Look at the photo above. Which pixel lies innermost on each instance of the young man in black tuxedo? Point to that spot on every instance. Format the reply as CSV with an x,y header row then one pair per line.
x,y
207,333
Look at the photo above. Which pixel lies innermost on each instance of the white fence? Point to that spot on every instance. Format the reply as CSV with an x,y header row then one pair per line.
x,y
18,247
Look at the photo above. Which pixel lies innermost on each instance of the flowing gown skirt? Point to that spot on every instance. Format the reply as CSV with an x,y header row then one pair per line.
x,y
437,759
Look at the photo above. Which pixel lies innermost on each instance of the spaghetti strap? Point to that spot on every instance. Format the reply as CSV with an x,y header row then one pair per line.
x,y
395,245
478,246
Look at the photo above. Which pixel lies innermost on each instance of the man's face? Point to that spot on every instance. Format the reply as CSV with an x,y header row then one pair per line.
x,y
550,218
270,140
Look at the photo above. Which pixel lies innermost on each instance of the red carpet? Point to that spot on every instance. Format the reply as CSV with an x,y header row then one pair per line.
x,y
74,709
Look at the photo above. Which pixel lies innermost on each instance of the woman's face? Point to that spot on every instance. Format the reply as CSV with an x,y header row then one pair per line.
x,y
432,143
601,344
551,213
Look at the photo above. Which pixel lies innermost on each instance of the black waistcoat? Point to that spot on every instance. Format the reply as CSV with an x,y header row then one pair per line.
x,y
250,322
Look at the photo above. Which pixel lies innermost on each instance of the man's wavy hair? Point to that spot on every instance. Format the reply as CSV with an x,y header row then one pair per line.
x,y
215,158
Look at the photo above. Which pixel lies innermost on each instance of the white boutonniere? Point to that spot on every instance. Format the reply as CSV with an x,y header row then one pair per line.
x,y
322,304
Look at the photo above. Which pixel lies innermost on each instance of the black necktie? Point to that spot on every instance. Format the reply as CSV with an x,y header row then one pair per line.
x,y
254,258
■ ■ ■ ■
### Task
Could you give all the rows above as a two-column CSV with the headers "prompt" and "reply", one line per row, putting each row's text and its answer in a single quoted field apiece and turning any line breaks into spaces?

### Correct answer
prompt,reply
"Look at the photo above. Which pixel lies innermost on each instance of the young man in black tuxedo? Point to that spot on every instance. Format the reply as CSV with an x,y header row then one pair per line.","x,y 207,333"
"Look at the photo above. Which pixel lies innermost on each instance of the white fence? Point to that spot on every instance. Format the reply as CSV with an x,y header row then one pair per line.","x,y 18,247"
"Look at the photo above. Which pixel lies innermost on each instance of the flowing gown skirt? Point to that spot on every instance. Format the reply as CSV with an x,y header row then one pair per line.","x,y 437,759"
"Look at the photo above. Which pixel lies innermost on each instance of the spaghetti strap? Point to that spot on every instance. Format the reply as CSV with an x,y header row then one pair per line.","x,y 395,245 478,246"
"Look at the photo above. Which pixel lies innermost on each instance of the man's face? Point to that spot on every instance. Format the reply as CSV with an x,y header row then one pair per line.","x,y 550,218 270,140"
"Look at the photo above. Which pixel lies innermost on each instance of the red carpet? Point to that spot on every instance. Format the reply as CSV with an x,y header row then one pair per line.","x,y 74,709"
"Look at the photo above. Which pixel lies innermost on each instance of the woman's face? Point to that spot on every instance. Format the reply as CSV with an x,y header row then one pair per line.","x,y 432,143 601,344 551,213"
"Look at the photo above. Which pixel lies innermost on each instance of the black waistcoat? Point to that spot on every instance. Format the reply as CSV with an x,y header row then one pair per line.","x,y 250,322"
"Look at the photo above. Which pixel lies innermost on each instance of the man's wavy hair? Point to that spot on every instance. Format the reply as CSV with an x,y header row then one pair per line.","x,y 215,158"
"Look at the photo above. Which pixel lies innermost on each instance of the white boutonniere? Point to that spot on every instance. Format the reply as CSV with an x,y header row then one pair per line.","x,y 322,304"
"Look at the photo above. Which pixel lies innermost on each instance of the black necktie? Point to that spot on every instance. Format the reply as CSV with an x,y header row then one pair per line.","x,y 254,258"